Instructions to follow: Identify each line below that contains the string "khaki", and copy those lines out in full. Case matters when matching.

--- Extracted material ---

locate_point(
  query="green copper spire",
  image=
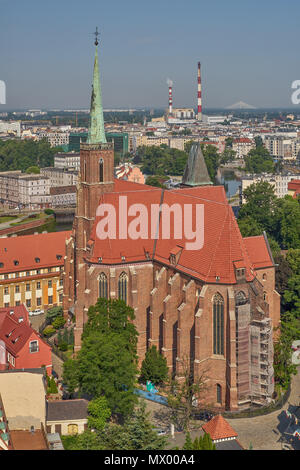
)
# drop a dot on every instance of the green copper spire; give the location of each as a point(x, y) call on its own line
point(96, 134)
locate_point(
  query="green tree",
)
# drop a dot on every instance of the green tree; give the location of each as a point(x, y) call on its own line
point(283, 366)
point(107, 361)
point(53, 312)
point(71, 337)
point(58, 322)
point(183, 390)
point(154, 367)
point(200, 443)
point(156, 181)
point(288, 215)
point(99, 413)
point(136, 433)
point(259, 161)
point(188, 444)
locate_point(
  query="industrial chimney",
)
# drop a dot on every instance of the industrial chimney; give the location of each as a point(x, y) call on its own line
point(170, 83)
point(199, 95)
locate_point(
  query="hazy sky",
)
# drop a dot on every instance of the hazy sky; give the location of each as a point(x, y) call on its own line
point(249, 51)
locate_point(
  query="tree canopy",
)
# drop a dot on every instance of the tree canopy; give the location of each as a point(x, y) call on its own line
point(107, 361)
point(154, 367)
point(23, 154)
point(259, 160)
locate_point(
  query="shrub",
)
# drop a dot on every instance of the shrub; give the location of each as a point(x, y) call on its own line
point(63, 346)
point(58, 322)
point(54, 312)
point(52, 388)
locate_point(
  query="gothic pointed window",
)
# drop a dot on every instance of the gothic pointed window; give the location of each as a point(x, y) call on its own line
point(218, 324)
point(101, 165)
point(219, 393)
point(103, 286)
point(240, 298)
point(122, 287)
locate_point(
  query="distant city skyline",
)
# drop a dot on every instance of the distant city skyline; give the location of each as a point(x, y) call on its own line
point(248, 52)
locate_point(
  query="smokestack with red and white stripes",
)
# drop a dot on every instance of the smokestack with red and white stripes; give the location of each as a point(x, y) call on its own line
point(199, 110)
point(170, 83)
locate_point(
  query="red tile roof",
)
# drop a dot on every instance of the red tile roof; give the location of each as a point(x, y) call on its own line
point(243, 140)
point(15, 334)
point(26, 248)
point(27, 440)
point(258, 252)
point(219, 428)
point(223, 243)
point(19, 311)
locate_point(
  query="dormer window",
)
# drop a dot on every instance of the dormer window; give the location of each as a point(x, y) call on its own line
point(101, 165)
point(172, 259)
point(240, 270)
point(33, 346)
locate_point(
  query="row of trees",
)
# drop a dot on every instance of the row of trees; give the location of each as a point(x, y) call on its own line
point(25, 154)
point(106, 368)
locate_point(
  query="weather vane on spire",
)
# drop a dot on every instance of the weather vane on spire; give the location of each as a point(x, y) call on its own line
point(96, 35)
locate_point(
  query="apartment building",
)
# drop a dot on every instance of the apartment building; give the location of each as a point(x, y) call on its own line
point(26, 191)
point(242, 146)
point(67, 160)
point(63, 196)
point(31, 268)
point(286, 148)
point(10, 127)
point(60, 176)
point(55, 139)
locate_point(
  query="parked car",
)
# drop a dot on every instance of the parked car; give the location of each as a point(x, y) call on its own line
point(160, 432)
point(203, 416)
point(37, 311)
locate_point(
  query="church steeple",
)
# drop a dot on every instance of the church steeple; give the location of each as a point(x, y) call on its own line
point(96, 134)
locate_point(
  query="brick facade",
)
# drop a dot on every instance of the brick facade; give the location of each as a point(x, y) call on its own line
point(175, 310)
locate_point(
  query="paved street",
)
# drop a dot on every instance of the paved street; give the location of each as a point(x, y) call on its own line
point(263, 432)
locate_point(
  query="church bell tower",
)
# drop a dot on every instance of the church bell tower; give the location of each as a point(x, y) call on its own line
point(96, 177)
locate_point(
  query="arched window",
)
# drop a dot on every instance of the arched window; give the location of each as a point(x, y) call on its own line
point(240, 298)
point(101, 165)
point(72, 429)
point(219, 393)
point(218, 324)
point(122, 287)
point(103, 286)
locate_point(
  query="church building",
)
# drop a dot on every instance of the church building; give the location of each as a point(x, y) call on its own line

---
--- Extracted material ---

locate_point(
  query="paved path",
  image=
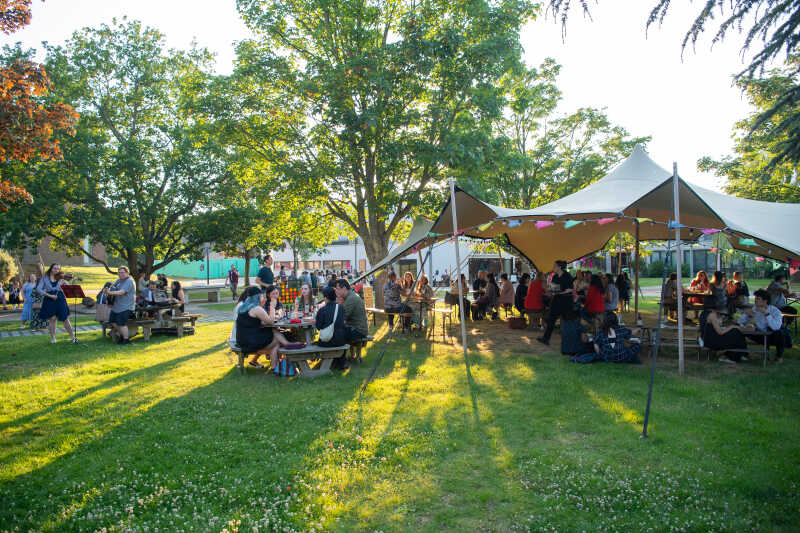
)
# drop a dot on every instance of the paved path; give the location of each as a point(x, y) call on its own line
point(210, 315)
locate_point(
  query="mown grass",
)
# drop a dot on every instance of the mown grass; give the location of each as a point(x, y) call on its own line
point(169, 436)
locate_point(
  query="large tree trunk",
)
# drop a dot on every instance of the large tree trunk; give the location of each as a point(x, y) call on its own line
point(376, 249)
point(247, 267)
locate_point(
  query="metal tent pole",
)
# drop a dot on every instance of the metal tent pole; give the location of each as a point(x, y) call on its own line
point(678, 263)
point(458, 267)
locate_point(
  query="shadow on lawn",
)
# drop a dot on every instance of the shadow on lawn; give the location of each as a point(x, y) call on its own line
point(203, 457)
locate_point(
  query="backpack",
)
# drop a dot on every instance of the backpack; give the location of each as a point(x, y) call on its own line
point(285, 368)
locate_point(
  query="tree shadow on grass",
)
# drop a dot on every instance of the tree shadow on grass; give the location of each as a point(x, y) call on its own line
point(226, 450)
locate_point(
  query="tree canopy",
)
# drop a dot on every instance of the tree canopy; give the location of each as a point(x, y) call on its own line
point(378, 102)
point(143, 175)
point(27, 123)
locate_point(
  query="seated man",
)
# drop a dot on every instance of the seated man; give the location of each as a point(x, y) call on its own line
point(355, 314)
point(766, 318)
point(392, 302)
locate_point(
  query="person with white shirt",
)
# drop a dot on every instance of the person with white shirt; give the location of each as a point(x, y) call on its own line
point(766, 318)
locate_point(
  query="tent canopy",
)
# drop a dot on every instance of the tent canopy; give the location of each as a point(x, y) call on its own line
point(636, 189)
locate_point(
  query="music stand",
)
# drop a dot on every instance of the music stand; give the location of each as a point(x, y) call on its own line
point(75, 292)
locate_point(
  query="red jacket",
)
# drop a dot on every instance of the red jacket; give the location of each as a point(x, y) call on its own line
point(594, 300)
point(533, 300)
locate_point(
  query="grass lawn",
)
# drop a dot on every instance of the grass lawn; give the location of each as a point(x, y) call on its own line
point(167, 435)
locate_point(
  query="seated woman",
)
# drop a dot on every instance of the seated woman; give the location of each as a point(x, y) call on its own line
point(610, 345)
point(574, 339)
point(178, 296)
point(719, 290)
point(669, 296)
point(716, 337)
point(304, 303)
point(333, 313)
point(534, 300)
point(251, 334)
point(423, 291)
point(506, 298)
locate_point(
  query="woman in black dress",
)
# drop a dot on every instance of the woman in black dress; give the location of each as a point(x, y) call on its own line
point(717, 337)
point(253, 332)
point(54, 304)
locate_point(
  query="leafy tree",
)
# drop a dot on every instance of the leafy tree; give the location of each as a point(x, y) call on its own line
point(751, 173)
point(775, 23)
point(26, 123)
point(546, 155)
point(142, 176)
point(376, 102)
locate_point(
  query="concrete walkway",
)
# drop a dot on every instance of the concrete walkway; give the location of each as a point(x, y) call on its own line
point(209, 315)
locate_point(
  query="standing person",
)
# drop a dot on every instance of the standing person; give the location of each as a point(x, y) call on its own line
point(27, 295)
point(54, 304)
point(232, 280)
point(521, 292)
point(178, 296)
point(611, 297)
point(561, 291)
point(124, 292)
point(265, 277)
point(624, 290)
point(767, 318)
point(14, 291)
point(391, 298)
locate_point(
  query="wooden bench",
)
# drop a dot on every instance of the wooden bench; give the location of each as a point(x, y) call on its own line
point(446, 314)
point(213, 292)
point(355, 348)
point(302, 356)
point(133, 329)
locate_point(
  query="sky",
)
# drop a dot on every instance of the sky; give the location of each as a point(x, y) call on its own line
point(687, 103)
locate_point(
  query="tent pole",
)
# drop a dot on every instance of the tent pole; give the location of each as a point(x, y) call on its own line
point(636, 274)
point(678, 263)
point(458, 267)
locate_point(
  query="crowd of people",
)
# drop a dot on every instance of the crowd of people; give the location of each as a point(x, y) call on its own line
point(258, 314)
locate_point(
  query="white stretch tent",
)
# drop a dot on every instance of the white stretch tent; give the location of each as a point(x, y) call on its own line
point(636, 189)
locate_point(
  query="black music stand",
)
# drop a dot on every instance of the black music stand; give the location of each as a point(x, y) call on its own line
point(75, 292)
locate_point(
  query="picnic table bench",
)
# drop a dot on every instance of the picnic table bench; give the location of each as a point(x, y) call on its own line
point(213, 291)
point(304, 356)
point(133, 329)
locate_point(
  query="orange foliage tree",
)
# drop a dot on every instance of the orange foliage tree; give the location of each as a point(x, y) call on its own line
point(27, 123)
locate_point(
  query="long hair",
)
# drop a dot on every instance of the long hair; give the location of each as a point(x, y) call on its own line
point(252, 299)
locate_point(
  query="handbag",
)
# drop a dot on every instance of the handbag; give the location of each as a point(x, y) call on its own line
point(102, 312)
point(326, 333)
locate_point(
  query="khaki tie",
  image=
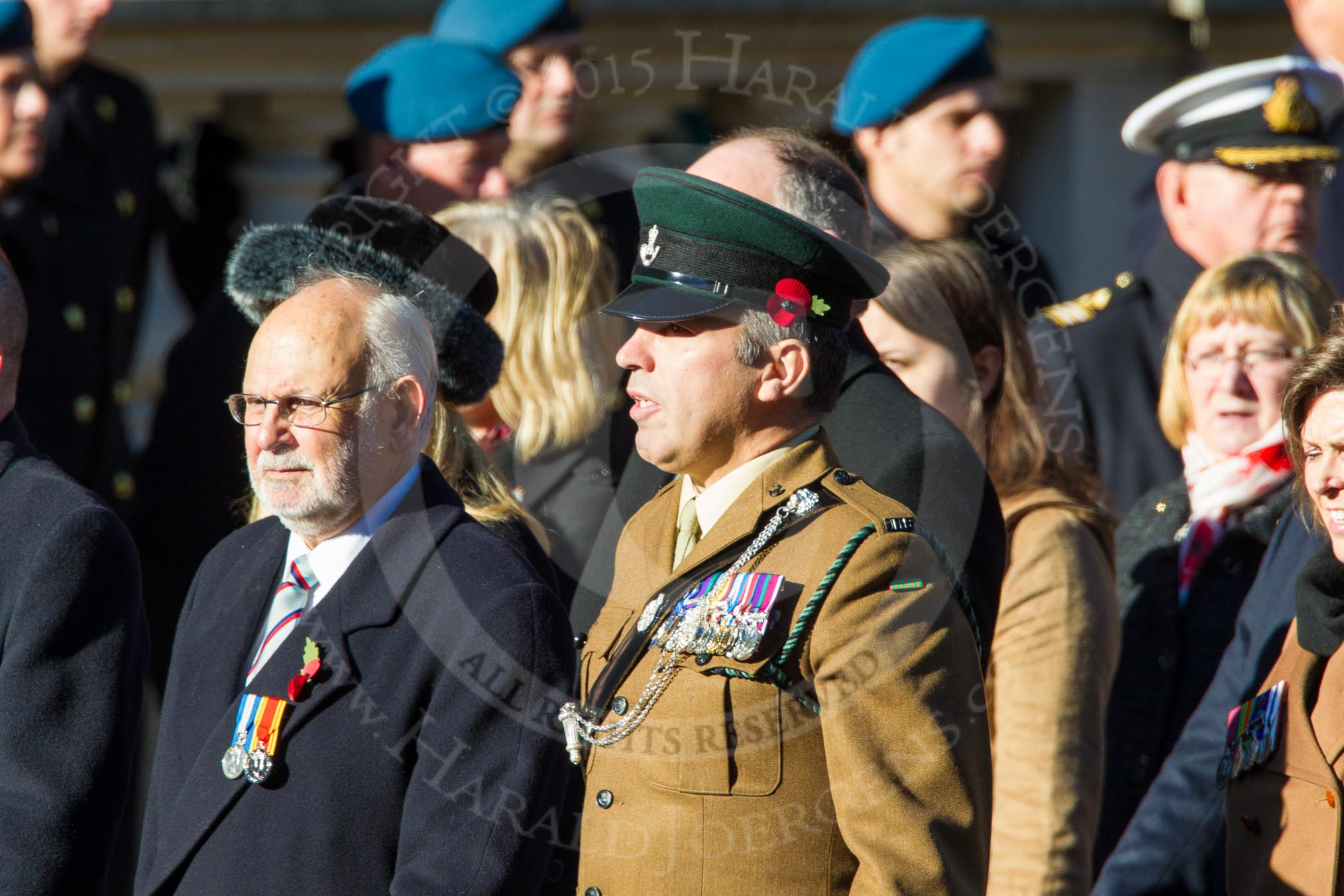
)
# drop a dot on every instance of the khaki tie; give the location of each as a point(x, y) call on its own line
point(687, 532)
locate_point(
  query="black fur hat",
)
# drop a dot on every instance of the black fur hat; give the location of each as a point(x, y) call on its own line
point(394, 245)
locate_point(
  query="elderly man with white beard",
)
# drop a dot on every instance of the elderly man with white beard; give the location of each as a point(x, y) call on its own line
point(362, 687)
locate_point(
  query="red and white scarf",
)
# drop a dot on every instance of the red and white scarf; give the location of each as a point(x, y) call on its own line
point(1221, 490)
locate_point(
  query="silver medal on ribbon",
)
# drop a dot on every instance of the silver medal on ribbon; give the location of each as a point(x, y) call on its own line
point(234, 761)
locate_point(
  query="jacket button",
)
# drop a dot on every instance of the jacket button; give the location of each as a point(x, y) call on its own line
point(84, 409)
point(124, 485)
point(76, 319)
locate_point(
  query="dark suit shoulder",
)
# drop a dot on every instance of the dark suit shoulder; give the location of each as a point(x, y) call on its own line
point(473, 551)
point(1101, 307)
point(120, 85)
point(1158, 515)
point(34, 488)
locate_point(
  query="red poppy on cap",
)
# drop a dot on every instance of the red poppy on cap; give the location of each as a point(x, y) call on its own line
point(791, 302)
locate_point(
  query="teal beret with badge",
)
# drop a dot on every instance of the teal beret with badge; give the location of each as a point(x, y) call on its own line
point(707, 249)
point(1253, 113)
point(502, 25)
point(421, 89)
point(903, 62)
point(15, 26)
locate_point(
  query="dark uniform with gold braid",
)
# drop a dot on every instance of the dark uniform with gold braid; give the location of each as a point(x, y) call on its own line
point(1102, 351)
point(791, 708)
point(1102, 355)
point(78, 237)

---

Solution to this problem:
  query="khaki tie",
# drop a dot on every instance of the khaki tie; give the location of each as a point(x, y) call on its own line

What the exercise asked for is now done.